→ **TASK GOAL**:
Copy all of the entries that follow, exactly.

━━━━━━

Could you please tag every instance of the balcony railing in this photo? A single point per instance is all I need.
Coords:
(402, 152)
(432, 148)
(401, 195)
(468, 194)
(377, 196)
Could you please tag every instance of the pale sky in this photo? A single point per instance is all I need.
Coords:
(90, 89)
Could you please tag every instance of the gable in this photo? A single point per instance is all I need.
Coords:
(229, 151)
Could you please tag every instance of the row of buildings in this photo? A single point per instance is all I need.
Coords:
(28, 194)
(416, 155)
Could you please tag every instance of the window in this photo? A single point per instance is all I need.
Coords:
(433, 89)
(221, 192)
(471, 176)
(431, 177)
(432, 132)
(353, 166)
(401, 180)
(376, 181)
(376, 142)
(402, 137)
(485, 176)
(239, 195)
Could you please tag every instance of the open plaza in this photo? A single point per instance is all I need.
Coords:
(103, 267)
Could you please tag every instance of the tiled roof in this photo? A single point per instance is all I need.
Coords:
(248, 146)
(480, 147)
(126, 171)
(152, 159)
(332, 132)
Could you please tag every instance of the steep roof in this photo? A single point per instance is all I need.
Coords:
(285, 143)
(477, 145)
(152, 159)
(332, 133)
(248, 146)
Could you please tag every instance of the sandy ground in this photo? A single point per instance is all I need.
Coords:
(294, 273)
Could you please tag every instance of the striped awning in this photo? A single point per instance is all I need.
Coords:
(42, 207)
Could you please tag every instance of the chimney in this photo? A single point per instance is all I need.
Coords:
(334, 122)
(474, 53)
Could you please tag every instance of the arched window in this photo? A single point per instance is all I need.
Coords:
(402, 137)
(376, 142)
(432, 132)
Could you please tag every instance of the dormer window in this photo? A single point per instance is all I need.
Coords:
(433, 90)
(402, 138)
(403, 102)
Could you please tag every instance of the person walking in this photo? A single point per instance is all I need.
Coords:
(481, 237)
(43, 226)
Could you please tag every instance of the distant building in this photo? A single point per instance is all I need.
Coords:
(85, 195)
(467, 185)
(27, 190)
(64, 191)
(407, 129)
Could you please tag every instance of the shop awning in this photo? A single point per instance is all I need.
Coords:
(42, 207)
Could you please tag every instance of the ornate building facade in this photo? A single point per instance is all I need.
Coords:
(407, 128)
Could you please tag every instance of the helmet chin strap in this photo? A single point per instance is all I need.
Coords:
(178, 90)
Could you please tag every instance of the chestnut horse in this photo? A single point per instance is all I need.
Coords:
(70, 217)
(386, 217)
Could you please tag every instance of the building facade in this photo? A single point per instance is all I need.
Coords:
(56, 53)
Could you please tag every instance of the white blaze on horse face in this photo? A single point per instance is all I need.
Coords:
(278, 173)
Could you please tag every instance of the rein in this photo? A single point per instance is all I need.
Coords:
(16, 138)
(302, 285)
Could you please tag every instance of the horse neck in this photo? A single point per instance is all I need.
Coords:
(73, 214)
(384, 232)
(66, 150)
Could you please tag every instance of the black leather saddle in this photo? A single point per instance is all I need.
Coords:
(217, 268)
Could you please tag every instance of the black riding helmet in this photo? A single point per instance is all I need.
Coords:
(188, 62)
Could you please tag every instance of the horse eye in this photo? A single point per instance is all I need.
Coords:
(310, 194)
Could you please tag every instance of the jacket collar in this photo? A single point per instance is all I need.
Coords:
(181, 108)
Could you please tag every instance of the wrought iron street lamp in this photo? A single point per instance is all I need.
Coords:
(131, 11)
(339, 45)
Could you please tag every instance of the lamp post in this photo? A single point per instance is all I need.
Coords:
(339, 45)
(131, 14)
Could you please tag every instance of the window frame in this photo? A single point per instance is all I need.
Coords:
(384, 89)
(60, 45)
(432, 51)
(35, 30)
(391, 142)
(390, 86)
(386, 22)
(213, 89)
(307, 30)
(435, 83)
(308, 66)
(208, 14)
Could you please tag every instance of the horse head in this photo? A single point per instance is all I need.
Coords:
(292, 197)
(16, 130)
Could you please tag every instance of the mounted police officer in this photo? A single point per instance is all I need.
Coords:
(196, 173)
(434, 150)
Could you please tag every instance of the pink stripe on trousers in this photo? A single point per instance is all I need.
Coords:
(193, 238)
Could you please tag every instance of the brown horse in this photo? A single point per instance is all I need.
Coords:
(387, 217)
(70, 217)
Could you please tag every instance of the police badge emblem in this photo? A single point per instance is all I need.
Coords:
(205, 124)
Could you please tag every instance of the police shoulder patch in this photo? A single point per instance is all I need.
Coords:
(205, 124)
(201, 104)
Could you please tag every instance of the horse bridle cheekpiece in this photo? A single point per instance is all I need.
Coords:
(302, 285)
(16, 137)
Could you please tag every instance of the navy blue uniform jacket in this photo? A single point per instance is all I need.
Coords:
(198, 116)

━━━━━━

→ **FINAL ANSWER**:
Could you please tag every instance of the balcony railing in this photo? A single point per instance is all I need.
Coords:
(402, 152)
(432, 148)
(401, 195)
(468, 194)
(377, 196)
Could you please tag every instance of the pale sky in this photo? A single point per instance is all I need.
Coords:
(90, 89)
Could you please tag every instance of the gable in this photo? A single point per instance is all I need.
Coords:
(229, 151)
Could you please tag every instance of the row of buildings in this photo? A single point per instance is all I need.
Coords:
(28, 194)
(416, 155)
Could you please tag every instance of the window in this photo? A single point per instance is all I need.
Coords:
(433, 89)
(221, 192)
(471, 176)
(431, 177)
(432, 132)
(353, 166)
(401, 180)
(376, 181)
(376, 142)
(402, 137)
(485, 176)
(239, 195)
Could you please tag every instance of the open plaza in this photo? A single point per instance is all I need.
Coords:
(103, 267)
Could you please tag every instance of the tiled roof in this photo? A single point per instance is all I need.
Coords:
(248, 146)
(480, 147)
(126, 171)
(152, 159)
(332, 132)
Could you please tag every instance of the steep roof in this photo? A single point per instance is all I need.
Coords:
(285, 143)
(477, 145)
(152, 159)
(332, 133)
(248, 146)
Could you please tag every instance of the sandy ground in this photo? A single point per instance is all I need.
Coords:
(294, 273)
Could you please tag every instance of the striped awning in this photo? A single point per instance is all I need.
Coords:
(42, 207)
Could you please tag every instance of the chimney in this photo? A single point per instance is all I need.
Coords:
(334, 122)
(474, 53)
Could you please tag every instance of the arched window in this photo? A single point per instance is all I need.
Coords:
(402, 137)
(376, 142)
(432, 132)
Could you please tag every instance of the dormer window in this photo? A single point per instance is all I need.
Coords:
(433, 90)
(402, 138)
(403, 102)
Could you please tag every instance of the person walking in this photo? A single point per instance is all I need.
Coords:
(481, 237)
(43, 226)
Could you please tag every instance of the distant building in this photo? A single point per instance is all I need.
Coords:
(85, 195)
(467, 185)
(27, 190)
(64, 191)
(407, 129)
Could you please tag every instance of the shop awning in this photo? A single point per instance is all I need.
Coords:
(42, 207)
Could you please tag every instance of the ornate building facade in this photo? A single point per instance is all I need.
Coords:
(407, 128)
Could you please tag every instance of the helmet chin strap in this photo? A single point per instance is all I need.
Coords:
(178, 90)
Could you please tag every instance of the chestnut horse in this photo? A single point per instance is all I need.
Coords:
(70, 217)
(386, 217)
Could you please tag every instance of the building facade in this photo? A single point per instance is all I need.
Coords:
(56, 53)
Could you please tag every instance of the white blaze on horse face in this photo? A single point per instance is all I need.
Coords:
(278, 173)
Could you please tag every instance of the rein in this photo? A single point per instance is all I need.
Coords:
(16, 138)
(302, 285)
Could you please tag every instance of the horse neck in this photo? A single point per instance is all I need.
Coords:
(73, 214)
(384, 232)
(66, 150)
Could you please tag every instance of the black leather saddle in this photo? A single point per instance is all I need.
Coords:
(217, 268)
Could you please tag every instance of the black riding helmet in this photo? A single point per instance is all I need.
Coords:
(188, 62)
Could you please tag every instance of the horse eye in this photo? A single point per instance is all I need.
Coords:
(310, 194)
Could you please tag every instance of the jacket collar in this photo? A single point per instance is all I need.
Coords:
(181, 108)
Could you please tag every instance of the wrought iron street lamp in this photo? A single point per instance is all I need.
Coords:
(131, 11)
(339, 45)
Could you please tag every instance of the lamp post in this photo? A single point per instance is all I need.
Coords:
(339, 45)
(131, 14)
Could you please tag every instance of the window frame in this photo? A single point per instance is all I need.
Coords:
(384, 89)
(60, 45)
(432, 51)
(35, 30)
(391, 142)
(390, 86)
(386, 22)
(213, 89)
(307, 30)
(435, 83)
(308, 66)
(208, 14)
Could you please tag every instance of the horse head in this photo? A single point per instance is all I need.
Coords:
(292, 197)
(16, 130)
Could you please tag every instance of the mounted police officer in this photo? A single point per instance is all I need.
Coords:
(196, 173)
(434, 150)
Could you please tag every instance of the pink stripe on trousers in this photo? A single point per instance is all I need.
Coords:
(193, 238)
Could you please tag every instance of the brown horse in this photo? A single point per instance is all I need.
Coords:
(387, 217)
(70, 217)
Could you please tag every instance of the police badge emblem in this photo? A single point per instance is all I need.
Coords:
(205, 124)
Could you please tag every instance of the police shoulder patch in this photo? A single point per instance is all I need.
Coords:
(205, 124)
(201, 104)
Could you please tag every instance of the horse bridle cheekpiece in this photo? A single point per instance is all I need.
Coords:
(302, 285)
(16, 137)
Could you please tag every instance of the navy blue uniform jacket in this photo? A single point per instance is all I need.
Coords:
(198, 116)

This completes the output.